Instruction: Please convert everything from the row containing "kitchen counter, placing" down to the last of the rows into a numbered list, leaving out any blank lines.

Rows of labeled points:
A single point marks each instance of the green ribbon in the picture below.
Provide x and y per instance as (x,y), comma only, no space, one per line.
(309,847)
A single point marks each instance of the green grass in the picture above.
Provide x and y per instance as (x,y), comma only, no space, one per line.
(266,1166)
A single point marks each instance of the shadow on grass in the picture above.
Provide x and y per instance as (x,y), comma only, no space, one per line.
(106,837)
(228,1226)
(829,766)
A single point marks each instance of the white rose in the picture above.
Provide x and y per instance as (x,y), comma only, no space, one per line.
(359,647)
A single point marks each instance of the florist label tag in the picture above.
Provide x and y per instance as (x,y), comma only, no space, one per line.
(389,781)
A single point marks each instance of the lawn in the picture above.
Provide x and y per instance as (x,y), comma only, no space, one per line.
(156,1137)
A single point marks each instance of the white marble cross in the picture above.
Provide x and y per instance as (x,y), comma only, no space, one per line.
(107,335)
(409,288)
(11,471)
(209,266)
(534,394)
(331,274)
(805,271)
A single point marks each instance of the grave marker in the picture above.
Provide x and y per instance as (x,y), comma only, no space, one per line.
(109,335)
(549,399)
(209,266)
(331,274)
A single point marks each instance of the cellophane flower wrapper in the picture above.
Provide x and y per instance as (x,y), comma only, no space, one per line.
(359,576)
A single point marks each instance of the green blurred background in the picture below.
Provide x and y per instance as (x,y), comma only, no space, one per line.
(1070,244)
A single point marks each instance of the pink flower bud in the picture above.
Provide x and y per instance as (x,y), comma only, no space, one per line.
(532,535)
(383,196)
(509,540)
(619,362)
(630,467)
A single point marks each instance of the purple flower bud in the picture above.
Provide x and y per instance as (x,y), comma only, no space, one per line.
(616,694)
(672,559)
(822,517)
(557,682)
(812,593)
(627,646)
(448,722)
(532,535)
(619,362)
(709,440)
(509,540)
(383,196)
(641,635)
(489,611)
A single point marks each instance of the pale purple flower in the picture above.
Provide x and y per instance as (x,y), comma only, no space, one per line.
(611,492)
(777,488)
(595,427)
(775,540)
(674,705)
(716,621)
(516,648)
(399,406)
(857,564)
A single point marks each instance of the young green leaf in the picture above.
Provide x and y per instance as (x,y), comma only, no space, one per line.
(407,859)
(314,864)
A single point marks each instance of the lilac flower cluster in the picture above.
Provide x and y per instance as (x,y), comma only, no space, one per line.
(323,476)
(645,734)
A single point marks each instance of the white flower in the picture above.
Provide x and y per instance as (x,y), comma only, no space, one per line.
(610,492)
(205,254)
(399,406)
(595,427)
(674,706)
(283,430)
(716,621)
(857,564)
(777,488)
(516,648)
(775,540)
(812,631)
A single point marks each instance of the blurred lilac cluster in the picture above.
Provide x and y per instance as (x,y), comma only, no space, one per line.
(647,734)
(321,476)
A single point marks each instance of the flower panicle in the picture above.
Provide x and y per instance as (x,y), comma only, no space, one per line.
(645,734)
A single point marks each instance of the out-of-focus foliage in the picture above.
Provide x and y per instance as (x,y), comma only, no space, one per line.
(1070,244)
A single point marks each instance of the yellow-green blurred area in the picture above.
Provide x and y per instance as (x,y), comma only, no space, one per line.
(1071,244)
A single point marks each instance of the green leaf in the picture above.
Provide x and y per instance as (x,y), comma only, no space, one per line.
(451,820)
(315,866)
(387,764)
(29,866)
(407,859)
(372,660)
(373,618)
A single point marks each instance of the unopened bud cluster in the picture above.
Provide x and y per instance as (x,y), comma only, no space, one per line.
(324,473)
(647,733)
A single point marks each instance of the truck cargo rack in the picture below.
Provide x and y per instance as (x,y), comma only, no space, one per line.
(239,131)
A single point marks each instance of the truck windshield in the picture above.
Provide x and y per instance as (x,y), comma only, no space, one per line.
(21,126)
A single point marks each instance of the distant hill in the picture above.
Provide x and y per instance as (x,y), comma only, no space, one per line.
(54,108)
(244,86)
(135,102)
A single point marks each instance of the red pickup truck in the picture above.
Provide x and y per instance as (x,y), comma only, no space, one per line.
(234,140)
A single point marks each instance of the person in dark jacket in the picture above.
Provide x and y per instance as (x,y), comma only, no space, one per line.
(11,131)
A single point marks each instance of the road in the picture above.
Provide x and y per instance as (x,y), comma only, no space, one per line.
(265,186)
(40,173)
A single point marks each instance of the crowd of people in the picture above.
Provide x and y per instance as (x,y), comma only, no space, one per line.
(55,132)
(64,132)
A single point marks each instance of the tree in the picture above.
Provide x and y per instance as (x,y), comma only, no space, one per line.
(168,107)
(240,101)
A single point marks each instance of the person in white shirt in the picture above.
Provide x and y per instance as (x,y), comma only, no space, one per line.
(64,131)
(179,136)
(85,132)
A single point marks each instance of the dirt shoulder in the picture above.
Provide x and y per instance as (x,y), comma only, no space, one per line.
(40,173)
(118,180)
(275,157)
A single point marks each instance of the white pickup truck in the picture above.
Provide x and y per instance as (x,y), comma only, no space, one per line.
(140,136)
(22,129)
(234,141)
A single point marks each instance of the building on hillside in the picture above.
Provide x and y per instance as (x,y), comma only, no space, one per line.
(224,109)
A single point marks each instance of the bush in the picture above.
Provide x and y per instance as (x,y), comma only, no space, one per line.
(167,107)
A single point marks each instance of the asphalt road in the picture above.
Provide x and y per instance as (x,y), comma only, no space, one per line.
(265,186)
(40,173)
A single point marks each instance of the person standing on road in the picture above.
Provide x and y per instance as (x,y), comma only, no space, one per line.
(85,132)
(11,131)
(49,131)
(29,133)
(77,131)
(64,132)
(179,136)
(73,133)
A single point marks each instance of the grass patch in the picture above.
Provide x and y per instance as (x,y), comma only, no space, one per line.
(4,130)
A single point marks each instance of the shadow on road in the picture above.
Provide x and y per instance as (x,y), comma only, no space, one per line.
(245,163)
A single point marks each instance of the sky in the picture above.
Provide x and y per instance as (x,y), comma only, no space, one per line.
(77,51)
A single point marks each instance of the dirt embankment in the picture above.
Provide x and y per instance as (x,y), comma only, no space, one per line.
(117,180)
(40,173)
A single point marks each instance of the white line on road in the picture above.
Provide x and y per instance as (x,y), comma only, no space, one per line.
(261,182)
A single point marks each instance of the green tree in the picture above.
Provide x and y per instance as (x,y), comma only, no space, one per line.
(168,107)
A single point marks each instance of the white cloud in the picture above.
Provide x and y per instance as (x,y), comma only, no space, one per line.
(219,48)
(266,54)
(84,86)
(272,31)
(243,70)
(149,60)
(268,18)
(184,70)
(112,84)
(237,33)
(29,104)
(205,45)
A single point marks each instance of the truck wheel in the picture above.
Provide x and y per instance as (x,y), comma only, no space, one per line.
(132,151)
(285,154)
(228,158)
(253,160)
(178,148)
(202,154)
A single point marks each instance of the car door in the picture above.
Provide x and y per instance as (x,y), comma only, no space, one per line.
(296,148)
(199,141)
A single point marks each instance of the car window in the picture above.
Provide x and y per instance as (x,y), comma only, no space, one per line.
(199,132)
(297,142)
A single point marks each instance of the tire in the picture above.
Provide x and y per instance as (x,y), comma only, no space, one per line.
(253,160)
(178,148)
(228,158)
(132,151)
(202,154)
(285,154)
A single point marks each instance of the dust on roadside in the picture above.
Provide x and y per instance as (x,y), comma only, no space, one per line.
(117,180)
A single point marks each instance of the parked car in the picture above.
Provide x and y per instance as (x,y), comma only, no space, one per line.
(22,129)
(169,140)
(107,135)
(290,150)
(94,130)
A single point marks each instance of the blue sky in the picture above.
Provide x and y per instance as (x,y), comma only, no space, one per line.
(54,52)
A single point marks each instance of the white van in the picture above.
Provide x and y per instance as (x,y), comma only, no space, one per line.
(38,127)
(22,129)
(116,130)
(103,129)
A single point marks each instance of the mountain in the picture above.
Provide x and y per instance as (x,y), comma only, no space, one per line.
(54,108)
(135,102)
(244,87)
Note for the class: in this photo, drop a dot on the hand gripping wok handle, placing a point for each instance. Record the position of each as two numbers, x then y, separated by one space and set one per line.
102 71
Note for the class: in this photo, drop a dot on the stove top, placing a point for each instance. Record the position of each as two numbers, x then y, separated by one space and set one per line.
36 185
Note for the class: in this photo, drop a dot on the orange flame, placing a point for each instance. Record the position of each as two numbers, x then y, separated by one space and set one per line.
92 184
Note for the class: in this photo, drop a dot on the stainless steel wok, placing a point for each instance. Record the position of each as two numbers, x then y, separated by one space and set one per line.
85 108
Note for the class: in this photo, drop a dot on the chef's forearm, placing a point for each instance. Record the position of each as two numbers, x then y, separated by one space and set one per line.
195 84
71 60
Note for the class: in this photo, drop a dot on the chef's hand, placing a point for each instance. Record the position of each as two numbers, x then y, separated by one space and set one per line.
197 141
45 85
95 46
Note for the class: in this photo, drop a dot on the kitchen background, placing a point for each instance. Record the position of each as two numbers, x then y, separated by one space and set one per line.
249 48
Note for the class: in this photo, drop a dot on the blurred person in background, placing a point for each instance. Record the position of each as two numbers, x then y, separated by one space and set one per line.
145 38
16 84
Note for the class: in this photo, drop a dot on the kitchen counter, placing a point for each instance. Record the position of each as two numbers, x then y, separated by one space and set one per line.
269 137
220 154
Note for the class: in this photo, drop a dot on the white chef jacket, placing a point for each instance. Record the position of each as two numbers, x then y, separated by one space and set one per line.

Output for this task:
1. Note for the class: in this photo, drop a dot on the kitchen counter, placing a point for each instance. Record the position of each as two numbers, x then y, separated by one space and set one per line.
2. 269 137
3. 220 154
4. Note for the class: in this photo, drop a dot on the white chef jacket, placing a point for each instance. Record the position of each as two numbers, x then y, separated by one space and set one per line.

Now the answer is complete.